[Problema planteado A]
Responde estas preguntas según el texto dado:
(i) ¿Qué edad tenía Samuel David?
(ii) ¿En qué fecha fue interceptado Dimar Torres por el ejército?
(iii) ¿Cuántos ex guerrilleros han sido asesinados desde la firma de los acuerdos de paz, contando a Dimar?
[Problema planteado B]
Transcribe, por favor, el tramo del texto dado que va desde "Desde la posesión" hasta "la vida misma.".

[Texto dado]
Desde la posesión de Duque, no sólo los acuerdos de paz, sino también la situación de derechos humanos en general, se ha visto en franco deterioro. Solamente en 2018 fueron asesinados 126 líderes sociales,1 y en lo que va corrido del 2019 han sido asesinados 29 líderes según Naciones Unidas.2 A pesar de la postura negacionista del gobierno nacional, con respecto a la naturaleza de estos asesinatos, la sistematicidad de los mismos se hace evidente, pues los perfiles de las víctimas son los de líderes comunitarios de zonas rurales, líderes indígenas, militantes de movimientos políticos, reclamantes de tierras o defensores de víctimas del paramilitarismo y la violencia estatal. El móvil político que alienta estos asesinatos pareciera ser el mismo: la exigencia del cumplimiento de derechos básicos, tan básicos como el derecho a la vida misma.

 

Estas cifras no contemplan los asesinatos de ex combatientes de las FARC, quienes en un acto de cumplimiento de lo pactado, dejaron las armas, esperando que el compromiso del Estado (no del gobierno), de dar plenas garantías para su inserción y cumplimiento de lo acordado fuera genuino. Sin embargo, el panorama para miles de ex combatientes parece desmoronarse, no sólo porque el nuevo gobierno desconoce los acuerdos de paz, o por lo menos partes esenciales de los mismos, sino además porque, tan sólo en el mes de abril, varios ex combatientes sufrieron ataques armados o fueron asesinados.

 

El primer caso es el de Carlos Enrique González y Sandra Pusaina, una pareja de ex combatientes, quienes el pasado 15 de abril, estaban visitando a su familia en el departamento de la Guajira (zona fronteriza con Venezuela) y fueron asaltados por un grupo de hombres armados no identificados. En el ataque resultó muerto el hijo de la pareja; Samuel David, quien tenía tan solo 7 meses de edad. El otro caso ocurrió el pasado 25 de abril en el departamento de Norte de Santander (zona fronteriza con Venezuela), cuando Dimar Torres, otro ex combatiente, fue interceptado por el ejército mientras se desplazaba por una carretera y fue brutalmente torturado y asesinado.

 

A pesar del carácter execrable de estos crímenes, porque no hay otro adjetivo para calificarlos, llama la atención no sólo el silencio del presidente Iván Duque y su gobierno, sino también la complicidad y el aval aparente de la sociedad colombiana en su conjunto. Contando el asesinato de Dimar, ya son 127 los ex guerrilleros que han sido asesinados desde que se firmaron los acuerdos de paz, y nadie se indigna. Tan cerca de Venezuela, pero tan lejos de tener la misma indignación que se tiene con lo que pasa en el vecino país.

[Extracto de datos]
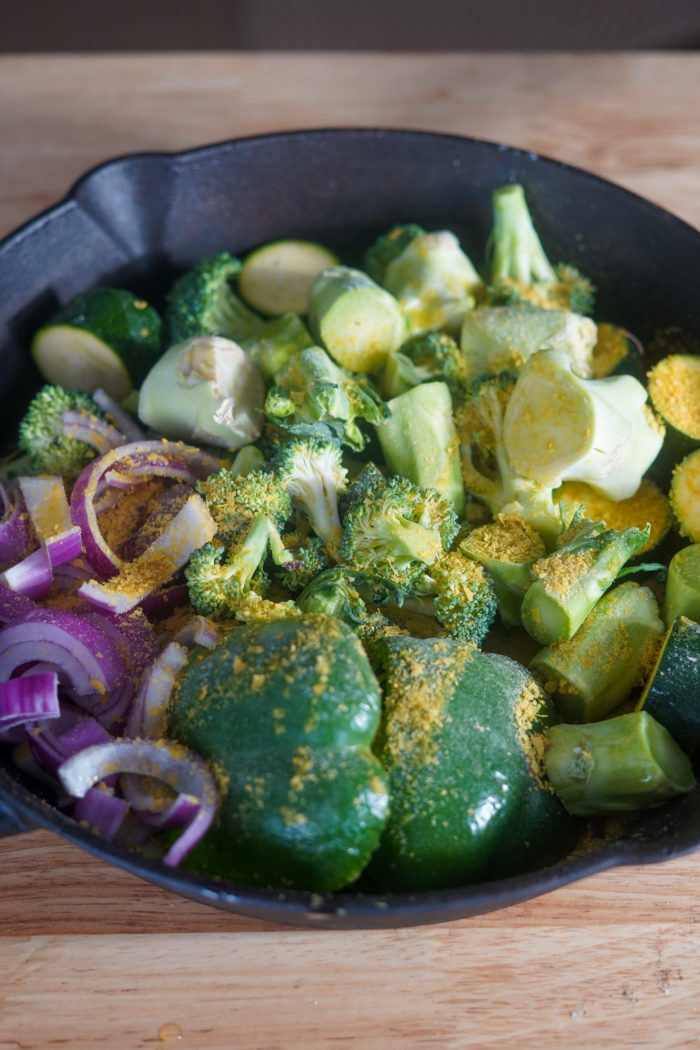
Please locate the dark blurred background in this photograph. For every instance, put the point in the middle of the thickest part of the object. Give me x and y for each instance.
(412, 25)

[Respuesta A]
(i) 7 meses.
(ii) El 25 de abril.
(iii) 127.

[Respuesta B]
Desde la posesión de Duque, no sólo los acuerdos de paz, sino también la situación de derechos humanos en general, se ha visto en franco deterioro. Solamente en 2018 fueron asesinados 126 líderes sociales,1 y en lo que va corrido del 2019 han sido asesinados 29 líderes según Naciones Unidas.2 A pesar de la postura negacionista del gobierno nacional, con respecto a la naturaleza de estos asesinatos, la sistematicidad de los mismos se hace evidente, pues los perfiles de las víctimas son los de líderes comunitarios de zonas rurales, líderes indígenas, militantes de movimientos políticos, reclamantes de tierras o defensores de víctimas del paramilitarismo y la violencia estatal. El móvil político que alienta estos asesinatos pareciera ser el mismo: la exigencia del cumplimiento de derechos básicos, tan básicos como el derecho a la vida misma.